### YOUR GOAL:
These entries are to be retyped in full, word for word.

### DATA FOR THIS EXERCISE:
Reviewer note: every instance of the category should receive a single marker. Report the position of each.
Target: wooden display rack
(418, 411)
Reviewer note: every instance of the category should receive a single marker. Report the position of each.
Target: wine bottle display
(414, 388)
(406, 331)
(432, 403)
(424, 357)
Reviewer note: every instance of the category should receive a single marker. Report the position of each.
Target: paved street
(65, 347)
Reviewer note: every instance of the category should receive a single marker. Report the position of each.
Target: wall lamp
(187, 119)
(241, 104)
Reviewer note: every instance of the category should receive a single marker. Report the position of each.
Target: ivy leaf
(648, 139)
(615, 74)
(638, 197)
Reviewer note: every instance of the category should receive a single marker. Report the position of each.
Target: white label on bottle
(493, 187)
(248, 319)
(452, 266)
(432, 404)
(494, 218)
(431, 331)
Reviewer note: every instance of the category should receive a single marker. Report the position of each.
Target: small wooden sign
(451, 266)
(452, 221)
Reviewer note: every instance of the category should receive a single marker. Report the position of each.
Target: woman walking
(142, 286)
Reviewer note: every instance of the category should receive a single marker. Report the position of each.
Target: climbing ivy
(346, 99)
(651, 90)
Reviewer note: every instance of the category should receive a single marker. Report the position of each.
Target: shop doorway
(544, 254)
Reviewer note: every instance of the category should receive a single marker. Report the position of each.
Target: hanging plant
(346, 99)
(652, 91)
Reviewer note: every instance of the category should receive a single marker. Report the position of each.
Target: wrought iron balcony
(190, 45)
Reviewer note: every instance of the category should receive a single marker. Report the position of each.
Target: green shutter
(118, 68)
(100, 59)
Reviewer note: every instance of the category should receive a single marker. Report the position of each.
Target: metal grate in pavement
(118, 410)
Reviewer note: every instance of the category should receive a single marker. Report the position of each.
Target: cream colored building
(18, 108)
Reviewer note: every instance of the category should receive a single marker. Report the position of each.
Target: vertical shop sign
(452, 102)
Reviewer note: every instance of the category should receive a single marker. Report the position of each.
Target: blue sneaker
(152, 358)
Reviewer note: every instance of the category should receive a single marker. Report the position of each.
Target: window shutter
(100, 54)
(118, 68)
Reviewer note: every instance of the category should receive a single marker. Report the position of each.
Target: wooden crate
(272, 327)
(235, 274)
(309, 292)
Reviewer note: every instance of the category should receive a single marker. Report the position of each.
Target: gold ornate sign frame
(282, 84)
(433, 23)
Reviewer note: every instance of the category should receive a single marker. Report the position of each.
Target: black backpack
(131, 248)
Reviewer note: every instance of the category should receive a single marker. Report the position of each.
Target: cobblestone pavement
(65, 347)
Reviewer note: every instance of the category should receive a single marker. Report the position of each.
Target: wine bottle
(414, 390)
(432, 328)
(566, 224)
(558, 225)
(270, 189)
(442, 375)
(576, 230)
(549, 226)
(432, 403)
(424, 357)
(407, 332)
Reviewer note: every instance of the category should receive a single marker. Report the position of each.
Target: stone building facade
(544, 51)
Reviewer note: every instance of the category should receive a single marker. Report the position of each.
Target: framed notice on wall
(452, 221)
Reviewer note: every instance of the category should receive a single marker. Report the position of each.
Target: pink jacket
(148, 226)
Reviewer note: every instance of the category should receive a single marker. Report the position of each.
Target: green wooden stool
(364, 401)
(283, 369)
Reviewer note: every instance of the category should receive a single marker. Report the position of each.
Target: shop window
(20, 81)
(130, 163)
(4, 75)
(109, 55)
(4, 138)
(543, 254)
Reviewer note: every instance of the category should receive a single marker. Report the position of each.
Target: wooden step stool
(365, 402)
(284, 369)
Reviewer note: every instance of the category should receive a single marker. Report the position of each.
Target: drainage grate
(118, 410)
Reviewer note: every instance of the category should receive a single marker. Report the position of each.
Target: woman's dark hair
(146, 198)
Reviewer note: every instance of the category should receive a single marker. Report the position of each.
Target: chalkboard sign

### EXPECTED ANSWER:
Reviewer note: every instance of the category should receive a single marker. Report the position of each.
Target: wooden display rack
(418, 411)
Reviewer note: every instance of the category should receive a single marker. Report the position of each.
Target: wine bottle display
(414, 388)
(406, 331)
(432, 403)
(424, 357)
Reviewer note: every instance of the category should receive a single marker. Report the position of each.
Target: paved street
(65, 347)
Reviewer note: every instance of the category should receive a single marker. Report the position of each.
Target: wall lamp
(187, 119)
(241, 104)
Reviewer note: every instance of the category should receive a single marker. Report the position of each.
Target: ivy leaf
(648, 139)
(615, 74)
(638, 197)
Reviewer note: every instance of the category should receive a single marker. Report the position of each.
Target: white label on bottle
(493, 187)
(248, 319)
(452, 266)
(432, 404)
(494, 218)
(431, 331)
Reviewer note: every instance of the category should receive a single marker. Report the position of each.
Target: small wooden sign
(451, 266)
(452, 221)
Reviewer note: every instance of the category should receive a single marker. Report the position of each.
Target: woman walking
(142, 286)
Reviewer note: every instance of the category should receive a single marker. Report the position of each.
Target: climbing ivy
(346, 99)
(651, 90)
Reviewer note: every instance of the category should receive a single marker. Report the position of each.
Target: shop doorway
(544, 254)
Reviewer note: every instance of the category should receive a single marker. Report the position of each.
Target: hanging plant
(346, 99)
(652, 91)
Reviewer note: every instance of the category should receive a single marker. Report the position of each.
Target: wrought iron balcony
(190, 45)
Reviewer note: every instance of the category should receive a single marker. Report the position of each.
Target: green shutter
(118, 68)
(100, 59)
Reviewer note: every instance of the category should receive a single marker. Report the position of each.
Target: metal grate in pavement
(118, 410)
Reviewer note: every instance of the category should receive a single marker. Report the position of each.
Target: cream colored building
(18, 108)
Reviewer note: every instance of the category should receive a single marker. Report the position of each.
Target: vertical shop sign
(452, 102)
Reviewer note: every instance of the category should receive a single marker. Report the position of each.
Target: blue sneaker
(152, 358)
Reviewer note: every instance of the category should receive a single marker. Report the position of each.
Target: window shutter
(100, 54)
(118, 68)
Reviewer note: every instance of the category should receive a single marker. Report the position of each.
Target: wooden crate
(272, 327)
(235, 274)
(309, 292)
Reviewer note: every instance of the category should receive a single marker. Report the position of each.
Target: gold ornate sign frame
(282, 84)
(433, 23)
Reviewer note: every instance of the category should receive a single marker. Report the position of each.
Target: black backpack
(131, 248)
Reviewer note: every instance of the category should receive a single marker. Report the position of each.
Target: cobblestone pavement
(65, 347)
Reviewer note: every instance of the category should receive a single marker. Report the position of each.
Target: wine bottle
(414, 390)
(432, 328)
(566, 224)
(558, 225)
(270, 189)
(442, 375)
(576, 230)
(549, 226)
(432, 403)
(424, 357)
(407, 332)
Reviewer note: every instance of the category should receive a single marker. Report the position of each.
Target: stone building facade
(544, 51)
Reviewer note: every instance of the category should receive a single marker. Report the position of each.
Target: framed notice on wall
(452, 221)
Reviewer note: every instance of the category should receive a single marker. Report the position of each.
Target: pink jacket
(148, 226)
Reviewer note: every instance of the category should receive a single marker. Report the position of each.
Target: green wooden stool
(364, 401)
(283, 369)
Reviewer note: every instance of the category should receive a single marker. Report the position of each.
Target: shop window
(20, 81)
(130, 163)
(4, 75)
(109, 55)
(4, 138)
(543, 254)
Reviewer note: every instance of the category should receive a single marker. Report the position of each.
Target: wooden step stool
(365, 402)
(284, 369)
Reviewer note: every instance of the category should receive a single marker. Report the position of each.
Target: drainage grate
(118, 410)
Reviewer note: every instance of the category should receive a single marker. Report the position of each.
Target: woman's dark hair
(146, 198)
Reviewer note: every instance of the category should receive a single marker. Report the position of each.
Target: chalkboard sign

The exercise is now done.